EXERCISE DETAILS: The output should be all lines of the entries below in which the word "border" occurs.

DATA UNDER STUDY:

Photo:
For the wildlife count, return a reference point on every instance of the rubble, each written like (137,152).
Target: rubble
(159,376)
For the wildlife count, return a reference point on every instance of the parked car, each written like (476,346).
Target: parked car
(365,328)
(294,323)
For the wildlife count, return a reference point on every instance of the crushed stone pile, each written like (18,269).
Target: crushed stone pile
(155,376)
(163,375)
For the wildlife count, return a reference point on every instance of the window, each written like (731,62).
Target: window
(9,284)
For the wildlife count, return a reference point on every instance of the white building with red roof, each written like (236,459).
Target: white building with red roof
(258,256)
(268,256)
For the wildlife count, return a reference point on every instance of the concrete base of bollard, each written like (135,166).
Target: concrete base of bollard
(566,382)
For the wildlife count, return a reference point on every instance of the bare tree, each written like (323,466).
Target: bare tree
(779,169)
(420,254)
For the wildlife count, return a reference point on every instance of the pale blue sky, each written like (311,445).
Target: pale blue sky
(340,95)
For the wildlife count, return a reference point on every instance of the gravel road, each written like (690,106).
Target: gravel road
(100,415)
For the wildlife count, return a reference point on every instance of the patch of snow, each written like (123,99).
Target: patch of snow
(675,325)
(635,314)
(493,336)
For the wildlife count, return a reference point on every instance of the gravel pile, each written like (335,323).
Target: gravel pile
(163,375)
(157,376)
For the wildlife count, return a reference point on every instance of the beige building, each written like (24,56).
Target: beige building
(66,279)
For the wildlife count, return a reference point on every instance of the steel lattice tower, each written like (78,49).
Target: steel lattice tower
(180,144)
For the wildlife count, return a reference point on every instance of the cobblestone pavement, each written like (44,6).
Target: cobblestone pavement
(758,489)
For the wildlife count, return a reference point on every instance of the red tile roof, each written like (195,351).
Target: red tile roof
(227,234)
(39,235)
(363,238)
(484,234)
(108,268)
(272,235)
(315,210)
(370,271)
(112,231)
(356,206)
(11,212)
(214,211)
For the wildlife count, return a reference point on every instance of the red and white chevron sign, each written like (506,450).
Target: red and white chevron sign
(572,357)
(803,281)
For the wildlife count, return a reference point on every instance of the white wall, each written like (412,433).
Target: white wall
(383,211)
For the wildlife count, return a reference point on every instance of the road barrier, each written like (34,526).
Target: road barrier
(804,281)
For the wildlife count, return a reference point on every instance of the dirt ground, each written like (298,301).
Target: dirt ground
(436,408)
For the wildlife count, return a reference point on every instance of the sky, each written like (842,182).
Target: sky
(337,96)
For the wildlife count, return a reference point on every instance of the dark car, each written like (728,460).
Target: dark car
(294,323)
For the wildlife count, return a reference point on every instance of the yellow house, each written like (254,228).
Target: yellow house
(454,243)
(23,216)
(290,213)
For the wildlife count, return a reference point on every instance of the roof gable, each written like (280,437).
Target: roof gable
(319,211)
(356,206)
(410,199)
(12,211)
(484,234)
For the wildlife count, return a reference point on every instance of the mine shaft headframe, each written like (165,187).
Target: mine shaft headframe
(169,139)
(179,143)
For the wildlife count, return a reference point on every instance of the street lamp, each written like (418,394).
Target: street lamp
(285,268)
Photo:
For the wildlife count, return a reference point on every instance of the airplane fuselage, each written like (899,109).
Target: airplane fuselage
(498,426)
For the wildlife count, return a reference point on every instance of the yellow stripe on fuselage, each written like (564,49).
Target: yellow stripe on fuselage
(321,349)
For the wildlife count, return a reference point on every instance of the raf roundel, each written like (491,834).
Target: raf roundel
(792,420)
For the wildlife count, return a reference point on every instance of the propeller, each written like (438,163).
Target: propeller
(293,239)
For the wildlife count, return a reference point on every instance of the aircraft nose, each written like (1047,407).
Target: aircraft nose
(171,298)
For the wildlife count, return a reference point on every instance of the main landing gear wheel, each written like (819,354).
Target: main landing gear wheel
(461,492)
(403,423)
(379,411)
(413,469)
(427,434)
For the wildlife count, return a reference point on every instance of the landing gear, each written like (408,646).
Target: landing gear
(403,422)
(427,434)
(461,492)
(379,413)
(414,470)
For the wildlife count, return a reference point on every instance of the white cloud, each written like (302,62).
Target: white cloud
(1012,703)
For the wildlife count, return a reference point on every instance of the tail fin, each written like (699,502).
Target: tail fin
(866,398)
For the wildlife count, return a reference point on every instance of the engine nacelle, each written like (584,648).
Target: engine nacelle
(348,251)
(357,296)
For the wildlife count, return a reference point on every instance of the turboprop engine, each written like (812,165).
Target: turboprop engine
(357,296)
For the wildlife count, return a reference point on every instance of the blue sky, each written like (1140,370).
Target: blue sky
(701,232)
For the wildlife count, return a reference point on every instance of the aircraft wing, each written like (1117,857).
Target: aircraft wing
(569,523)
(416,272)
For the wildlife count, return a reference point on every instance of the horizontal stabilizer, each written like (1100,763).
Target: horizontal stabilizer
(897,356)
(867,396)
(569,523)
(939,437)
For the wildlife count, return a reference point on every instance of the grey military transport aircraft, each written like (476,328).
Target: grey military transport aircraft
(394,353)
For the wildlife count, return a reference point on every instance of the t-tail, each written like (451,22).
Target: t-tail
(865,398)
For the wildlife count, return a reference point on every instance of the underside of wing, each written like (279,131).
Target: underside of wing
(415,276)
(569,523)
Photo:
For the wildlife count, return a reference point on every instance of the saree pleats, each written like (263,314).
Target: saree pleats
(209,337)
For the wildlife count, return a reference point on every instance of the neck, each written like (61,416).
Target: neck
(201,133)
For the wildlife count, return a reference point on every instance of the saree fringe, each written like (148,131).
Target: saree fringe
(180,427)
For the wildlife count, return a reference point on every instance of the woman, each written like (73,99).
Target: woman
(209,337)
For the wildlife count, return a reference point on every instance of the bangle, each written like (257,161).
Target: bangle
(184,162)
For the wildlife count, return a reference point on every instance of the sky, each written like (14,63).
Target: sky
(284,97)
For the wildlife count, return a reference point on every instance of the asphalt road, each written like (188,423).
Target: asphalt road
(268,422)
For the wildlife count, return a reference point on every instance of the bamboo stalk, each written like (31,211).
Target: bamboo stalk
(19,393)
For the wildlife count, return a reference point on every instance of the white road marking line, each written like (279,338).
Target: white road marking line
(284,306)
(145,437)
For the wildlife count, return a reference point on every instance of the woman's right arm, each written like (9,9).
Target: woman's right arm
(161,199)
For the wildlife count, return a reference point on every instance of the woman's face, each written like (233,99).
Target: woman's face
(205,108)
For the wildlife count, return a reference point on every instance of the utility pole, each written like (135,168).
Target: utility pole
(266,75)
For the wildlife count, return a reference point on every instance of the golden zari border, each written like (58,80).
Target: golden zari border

WRITTEN ANSWER:
For the wildlife count, return a reference point on every instance of the golden zari border, each written like (58,80).
Target: golden zari border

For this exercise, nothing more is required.